(Object location annotation data)
=====
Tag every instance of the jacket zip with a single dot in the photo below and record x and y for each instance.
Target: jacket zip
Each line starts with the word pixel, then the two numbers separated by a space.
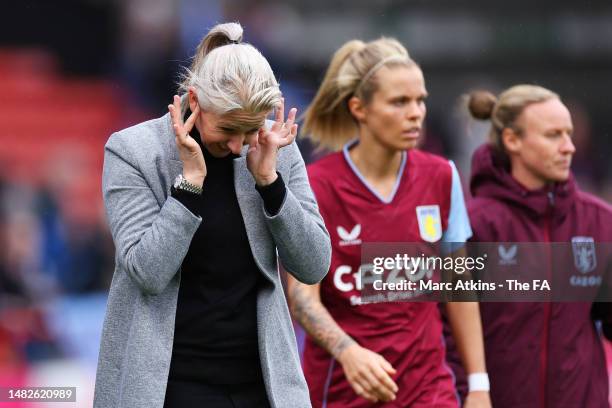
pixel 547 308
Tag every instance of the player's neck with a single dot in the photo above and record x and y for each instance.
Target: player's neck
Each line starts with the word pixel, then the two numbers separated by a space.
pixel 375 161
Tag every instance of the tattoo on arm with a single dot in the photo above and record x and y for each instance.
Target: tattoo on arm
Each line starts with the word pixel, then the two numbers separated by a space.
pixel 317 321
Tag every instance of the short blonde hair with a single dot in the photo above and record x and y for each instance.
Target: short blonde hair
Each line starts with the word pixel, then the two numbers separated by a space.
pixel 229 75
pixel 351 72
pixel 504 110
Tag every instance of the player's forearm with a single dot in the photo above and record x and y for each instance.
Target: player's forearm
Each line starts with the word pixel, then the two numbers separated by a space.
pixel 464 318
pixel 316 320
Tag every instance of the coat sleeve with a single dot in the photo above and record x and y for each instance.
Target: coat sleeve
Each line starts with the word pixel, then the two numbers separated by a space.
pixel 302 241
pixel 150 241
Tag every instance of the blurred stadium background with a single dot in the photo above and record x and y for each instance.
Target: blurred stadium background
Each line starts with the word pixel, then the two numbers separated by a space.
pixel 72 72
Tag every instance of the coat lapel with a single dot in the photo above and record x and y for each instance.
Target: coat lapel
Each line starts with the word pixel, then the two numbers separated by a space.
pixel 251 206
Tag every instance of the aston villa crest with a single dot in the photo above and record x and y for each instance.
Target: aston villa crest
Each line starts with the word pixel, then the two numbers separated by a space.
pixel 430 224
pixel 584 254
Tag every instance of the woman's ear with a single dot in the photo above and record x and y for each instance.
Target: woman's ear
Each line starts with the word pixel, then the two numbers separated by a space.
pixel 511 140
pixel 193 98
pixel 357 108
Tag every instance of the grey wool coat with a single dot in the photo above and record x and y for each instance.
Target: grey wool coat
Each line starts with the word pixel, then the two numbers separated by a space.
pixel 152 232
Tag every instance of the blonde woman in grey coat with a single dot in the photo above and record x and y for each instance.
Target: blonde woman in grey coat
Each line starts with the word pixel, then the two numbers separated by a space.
=====
EXERCISE GOAL: Copy out the lines of the listing above word for word, from its first line through the line holding "pixel 547 308", inclusive. Leave the pictures out.

EXERCISE SOLUTION:
Tag every instance of the jacket zip with a single dot in the photo below and record x and y for each instance.
Target: jacket zip
Each line starts with the word pixel, then the two numbers separated by a space.
pixel 547 308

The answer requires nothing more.